11 Haziran 2014 Çarşamba

Armudun sapı, üzümün çöpü, tepemin tası

Çok kolay atıyor.

Tepemin tası diyorum. Çok kolay atıyor.

Bu ülkede yaşayıp da tasını tutabilen varsa helal olsun zaten. Ben tutamıyorum.

Son günlerde takıldığım 3 konu var, paylaşayım dedim:

İlki vergi affı konusu. Ben maaşımdan vergi veriyorum üstüne bir de arabam, evim, yediğim, içtiğim, s.çtığım, nefes aldığım için bir daha vergi ödüyorum. Bir kısım şerefsizlerse (tepemin tası öyle bir attı ki anlayın) benim sırtımdan geçinip sonra da affediliyor.

Şimdi adalet felsefesine falan girecek değilim de bazen ceza sisteminin ıslah etmek için değil bedel ödetmek için olması gerektiğine inanmaya daha yakın oluyorum. Yoksa hiç bir caydırıcılığı falan olmuyor, işte biz enayiler de tepemizin tasıyla uğraşıp duruyoruz.

İkinci konu geçtiğimiz günlerde gazetelerde yer bulan bir cinayet meselesi. Evli bir adam evli bir kadınla ilişkiye giriyor, sonra bu kadın başka bir adamla sevgili oldu diye birinci adam bu diğer adamı öldürüyor. Buraya kadar olan üzücü ama Brezilya dizisi kıvamında. Bundan sonrasında ise birinci adamın dekan olan karısı istifa ettiriliyor "yaşadıkları nedeniyle idare yeteneği etkilenmiştir" diye.

Bu hikayede roller değişmiş olsaydı aldatılan kişi kadın değil de adam olsaydı yine "idarecilik yeteneği etkilenmiş" kisvesi altında istifaya zorlanır mıydı?

Hiç sanmıyorum işte bu yüzden de tepemin tası atıyor. Adam kadını öldürür, ağır tahrikten indirim alır, görevini devam ettirir, bir de namusunu temizledi diye "delikanlı adam" katına yükselirdi.

Cinsiyet ayrımcılığının had safhada olduğu bu ülkede kadın olmak çok zor. Gazetede bu haberi görüp gaza geldikten sonra, bir de okuduğum kitapta da şu satırlara denk gelmeyeyim mi: "Bir kadının kendine ait mesleği, parası ve hayatı olabileceği, hayatını sevdiği bir mesleğe, felsefeye, matematiğe ya da şiire adayabileceği düşüncesi, Türkiye'de Kaf Dağı' nın gerçekte var olmasından çok daha ütopikti."

**Kayıtlı satırlar**:

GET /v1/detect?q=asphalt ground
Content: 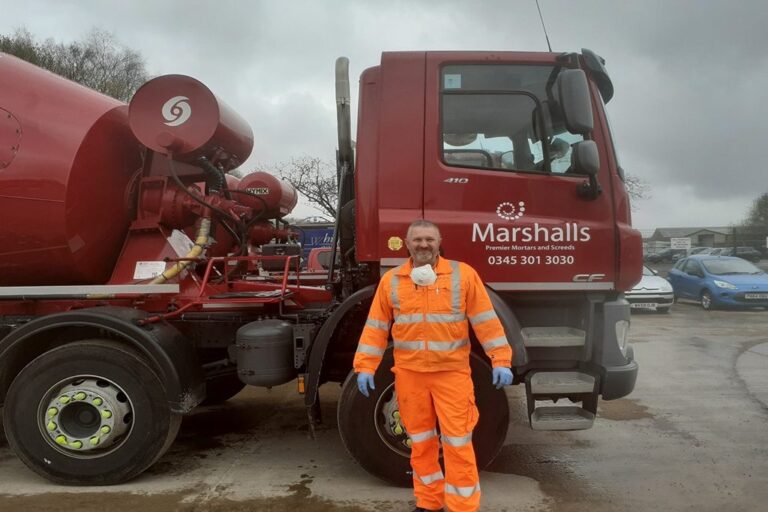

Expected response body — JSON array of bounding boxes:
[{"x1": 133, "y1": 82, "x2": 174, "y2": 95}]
[{"x1": 0, "y1": 302, "x2": 768, "y2": 512}]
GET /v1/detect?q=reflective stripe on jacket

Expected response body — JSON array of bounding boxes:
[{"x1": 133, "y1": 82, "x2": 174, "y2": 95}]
[{"x1": 354, "y1": 258, "x2": 512, "y2": 372}]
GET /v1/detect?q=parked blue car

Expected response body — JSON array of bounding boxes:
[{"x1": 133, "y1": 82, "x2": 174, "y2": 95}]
[{"x1": 667, "y1": 254, "x2": 768, "y2": 310}]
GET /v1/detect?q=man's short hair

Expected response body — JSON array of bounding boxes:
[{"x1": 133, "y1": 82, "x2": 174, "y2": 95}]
[{"x1": 405, "y1": 219, "x2": 443, "y2": 238}]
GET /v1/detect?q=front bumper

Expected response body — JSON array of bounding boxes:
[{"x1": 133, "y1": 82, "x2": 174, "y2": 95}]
[
  {"x1": 624, "y1": 292, "x2": 675, "y2": 309},
  {"x1": 712, "y1": 290, "x2": 768, "y2": 308}
]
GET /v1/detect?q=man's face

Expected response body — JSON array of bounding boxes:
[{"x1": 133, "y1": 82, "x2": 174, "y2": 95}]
[{"x1": 405, "y1": 226, "x2": 440, "y2": 267}]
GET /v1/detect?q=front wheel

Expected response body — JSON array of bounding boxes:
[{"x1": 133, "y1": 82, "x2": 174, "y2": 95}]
[
  {"x1": 337, "y1": 349, "x2": 509, "y2": 486},
  {"x1": 3, "y1": 340, "x2": 181, "y2": 485}
]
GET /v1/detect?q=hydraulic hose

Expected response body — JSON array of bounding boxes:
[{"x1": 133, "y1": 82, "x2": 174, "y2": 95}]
[{"x1": 150, "y1": 217, "x2": 211, "y2": 284}]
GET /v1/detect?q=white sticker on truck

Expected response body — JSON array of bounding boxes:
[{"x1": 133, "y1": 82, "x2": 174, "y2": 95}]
[
  {"x1": 168, "y1": 229, "x2": 195, "y2": 258},
  {"x1": 133, "y1": 261, "x2": 165, "y2": 279}
]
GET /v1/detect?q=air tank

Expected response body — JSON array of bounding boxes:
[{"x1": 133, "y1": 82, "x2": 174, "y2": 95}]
[
  {"x1": 0, "y1": 53, "x2": 141, "y2": 286},
  {"x1": 237, "y1": 172, "x2": 299, "y2": 219}
]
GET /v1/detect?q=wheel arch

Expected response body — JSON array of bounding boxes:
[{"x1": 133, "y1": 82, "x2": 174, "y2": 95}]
[{"x1": 0, "y1": 306, "x2": 205, "y2": 413}]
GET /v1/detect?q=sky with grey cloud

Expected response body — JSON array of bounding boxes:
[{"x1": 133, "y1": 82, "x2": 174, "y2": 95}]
[{"x1": 0, "y1": 0, "x2": 768, "y2": 229}]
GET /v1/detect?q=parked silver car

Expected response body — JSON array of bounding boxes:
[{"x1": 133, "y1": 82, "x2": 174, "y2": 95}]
[{"x1": 624, "y1": 265, "x2": 675, "y2": 313}]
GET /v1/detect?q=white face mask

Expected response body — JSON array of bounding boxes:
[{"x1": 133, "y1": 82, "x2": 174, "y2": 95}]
[{"x1": 411, "y1": 265, "x2": 437, "y2": 286}]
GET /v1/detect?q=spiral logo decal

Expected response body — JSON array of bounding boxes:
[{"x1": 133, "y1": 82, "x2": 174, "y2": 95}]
[
  {"x1": 496, "y1": 201, "x2": 525, "y2": 220},
  {"x1": 163, "y1": 96, "x2": 192, "y2": 126}
]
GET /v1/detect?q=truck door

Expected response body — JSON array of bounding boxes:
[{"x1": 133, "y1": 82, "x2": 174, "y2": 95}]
[{"x1": 424, "y1": 53, "x2": 616, "y2": 291}]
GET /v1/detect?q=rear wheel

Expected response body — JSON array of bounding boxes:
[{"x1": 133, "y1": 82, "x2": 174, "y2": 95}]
[
  {"x1": 338, "y1": 349, "x2": 509, "y2": 486},
  {"x1": 3, "y1": 340, "x2": 181, "y2": 485}
]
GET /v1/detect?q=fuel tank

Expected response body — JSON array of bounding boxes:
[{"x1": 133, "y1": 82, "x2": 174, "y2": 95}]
[{"x1": 0, "y1": 53, "x2": 141, "y2": 286}]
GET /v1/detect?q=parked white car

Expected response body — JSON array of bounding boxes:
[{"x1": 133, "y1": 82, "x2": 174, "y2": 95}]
[{"x1": 624, "y1": 265, "x2": 675, "y2": 313}]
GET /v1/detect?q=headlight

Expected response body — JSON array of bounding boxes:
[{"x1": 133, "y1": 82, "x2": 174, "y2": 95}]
[{"x1": 616, "y1": 320, "x2": 629, "y2": 357}]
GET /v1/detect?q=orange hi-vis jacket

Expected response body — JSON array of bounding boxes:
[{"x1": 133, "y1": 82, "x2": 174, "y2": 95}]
[{"x1": 354, "y1": 258, "x2": 512, "y2": 373}]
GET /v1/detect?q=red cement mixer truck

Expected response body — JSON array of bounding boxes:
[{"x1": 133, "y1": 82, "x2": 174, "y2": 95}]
[{"x1": 0, "y1": 50, "x2": 641, "y2": 485}]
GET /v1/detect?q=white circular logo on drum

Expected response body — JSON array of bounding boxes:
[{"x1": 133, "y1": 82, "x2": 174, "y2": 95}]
[
  {"x1": 496, "y1": 201, "x2": 525, "y2": 220},
  {"x1": 163, "y1": 96, "x2": 192, "y2": 126}
]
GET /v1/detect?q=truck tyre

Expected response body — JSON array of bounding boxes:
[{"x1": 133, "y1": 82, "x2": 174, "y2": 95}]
[
  {"x1": 3, "y1": 340, "x2": 181, "y2": 485},
  {"x1": 200, "y1": 374, "x2": 245, "y2": 406},
  {"x1": 337, "y1": 348, "x2": 509, "y2": 487}
]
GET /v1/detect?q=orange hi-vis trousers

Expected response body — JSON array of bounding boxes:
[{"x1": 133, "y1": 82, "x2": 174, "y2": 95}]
[{"x1": 392, "y1": 365, "x2": 480, "y2": 512}]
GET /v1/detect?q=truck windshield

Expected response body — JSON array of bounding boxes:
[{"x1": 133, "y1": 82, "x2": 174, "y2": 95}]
[{"x1": 441, "y1": 64, "x2": 583, "y2": 174}]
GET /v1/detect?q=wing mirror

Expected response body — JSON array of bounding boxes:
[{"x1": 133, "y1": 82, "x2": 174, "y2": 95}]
[
  {"x1": 557, "y1": 69, "x2": 594, "y2": 135},
  {"x1": 571, "y1": 140, "x2": 603, "y2": 199}
]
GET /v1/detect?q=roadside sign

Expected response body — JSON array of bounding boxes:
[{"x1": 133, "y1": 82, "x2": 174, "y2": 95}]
[{"x1": 669, "y1": 238, "x2": 691, "y2": 250}]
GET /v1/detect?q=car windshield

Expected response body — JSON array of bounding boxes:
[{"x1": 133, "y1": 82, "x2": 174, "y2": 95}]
[{"x1": 702, "y1": 258, "x2": 763, "y2": 276}]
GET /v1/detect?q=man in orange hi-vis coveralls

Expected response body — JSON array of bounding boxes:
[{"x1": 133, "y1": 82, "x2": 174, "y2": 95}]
[{"x1": 354, "y1": 220, "x2": 512, "y2": 512}]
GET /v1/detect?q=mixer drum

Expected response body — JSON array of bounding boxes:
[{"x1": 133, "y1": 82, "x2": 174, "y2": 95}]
[{"x1": 0, "y1": 54, "x2": 141, "y2": 286}]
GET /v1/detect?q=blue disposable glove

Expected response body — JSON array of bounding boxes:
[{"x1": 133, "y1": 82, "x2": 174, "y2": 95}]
[
  {"x1": 357, "y1": 372, "x2": 376, "y2": 398},
  {"x1": 496, "y1": 366, "x2": 512, "y2": 389}
]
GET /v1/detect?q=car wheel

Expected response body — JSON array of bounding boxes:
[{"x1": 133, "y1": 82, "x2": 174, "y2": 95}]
[
  {"x1": 337, "y1": 349, "x2": 509, "y2": 487},
  {"x1": 3, "y1": 340, "x2": 181, "y2": 485}
]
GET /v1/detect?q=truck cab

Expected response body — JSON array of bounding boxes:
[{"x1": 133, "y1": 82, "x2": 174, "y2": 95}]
[{"x1": 337, "y1": 50, "x2": 642, "y2": 484}]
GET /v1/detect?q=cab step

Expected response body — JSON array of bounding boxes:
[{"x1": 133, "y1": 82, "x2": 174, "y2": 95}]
[
  {"x1": 531, "y1": 372, "x2": 595, "y2": 395},
  {"x1": 520, "y1": 326, "x2": 587, "y2": 348},
  {"x1": 530, "y1": 405, "x2": 595, "y2": 430}
]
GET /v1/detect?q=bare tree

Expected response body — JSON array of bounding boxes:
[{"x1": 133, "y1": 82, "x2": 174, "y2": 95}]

**Görevler**:
(1) Okuma metninde yazar, ceza sisteminin ıslah etmek yerine bedel ödetmek için olması gerektiğine neden daha yakın duruyor? Bir ila üç cümleyle açıklayın.
(2) Okuma metnini, son alıntının bittiği yerden devam ettirerek yazın.
Kayıtların okuma metniyle hiçbir ilgisi yok.

**Yanıtlar**:
(1) Çünkü yazara göre bedel ödetilmeyince cezanın hiçbir caydırıcılığı olmuyor. Vergisini ödeyenlerin sırtından geçinenler affediliyor, yazarın kendine "enayi" dediği vergi ödeyenler de tepelerinin tasıyla uğraşıp duruyor.

(2)
Valla öyle, billa öyle.

Üçüncü ve son konuysa havaların ısınmasıyla yine gazetelerde yer bulmaya başlayan "İngiliz kız-Türk garson, büyük aşk yaşadı, garson evli çıktı, kız kandırıldı, aman dikkat" haberleri. İngiliz kız lafın gelişi, herhangi bir Avrupa ülkesi de olabilir.

Öfff tamam biliyorum, gazetede yer kaplasın diye yazılan haberler, haber bile değil ama ateş olmayan yerden duman çıkmaz. Sarah ile Musa'yı hatırlamıyor musunuz mesela.

Neyse buradan İngiliz kızlarına uyarı yapmak istiyorum, kadın dayanışması neticede: bacım, ülkemize gelin; deniz, güneş, rakı, şiş kebap ooooh mis gibi tatil yapın. Yaz aşkı da bulun, ama anlayın artık yahu, bu yağız delikanlılar vize derdini aşmanın kısa yolunu arıyor, kanmayın işte. Kendi saflığınızdan dolayı hem üzülüyorsunuz, hem ülkemizin kötü reklamını yapıyorsunuz, ayıp oluyor.

Şimdi bu uyarıyı İngilizce de yazacam, gülenler gülsün, umrumda değil. Sorumlu bir vatandaş ve kadın olarak hem ülkemi korumayı hem de hemcinslerimi uyarmayı görev sayarım:

Dear English ladies planning a vacation in Turkey,
Come to Turkey. Enjoy the warm sea, sand, beautiful weather, delicious food, raki, kebap and so on. Have fun! Find a summer love. BUT be aware. It is only summer love, an affair, just another frog on your way to your prince on the white horse. Don't be delusional. As Turkish citizens, we do not want to read another story on the papers telling how you were deceived by a Turkish waiter, who was already married to another woman.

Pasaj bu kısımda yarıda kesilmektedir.